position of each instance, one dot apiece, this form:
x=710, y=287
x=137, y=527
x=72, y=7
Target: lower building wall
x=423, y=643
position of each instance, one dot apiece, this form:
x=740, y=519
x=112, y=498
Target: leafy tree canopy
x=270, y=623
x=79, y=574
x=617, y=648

...

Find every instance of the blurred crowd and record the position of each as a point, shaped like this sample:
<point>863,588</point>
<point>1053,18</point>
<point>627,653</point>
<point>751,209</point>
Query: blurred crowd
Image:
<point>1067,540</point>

INSTRUCTIONS TO FOLLOW:
Count the lines above, across both blocks, that contain the string "point", and reply with that number alone.

PROBLEM SOLUTION:
6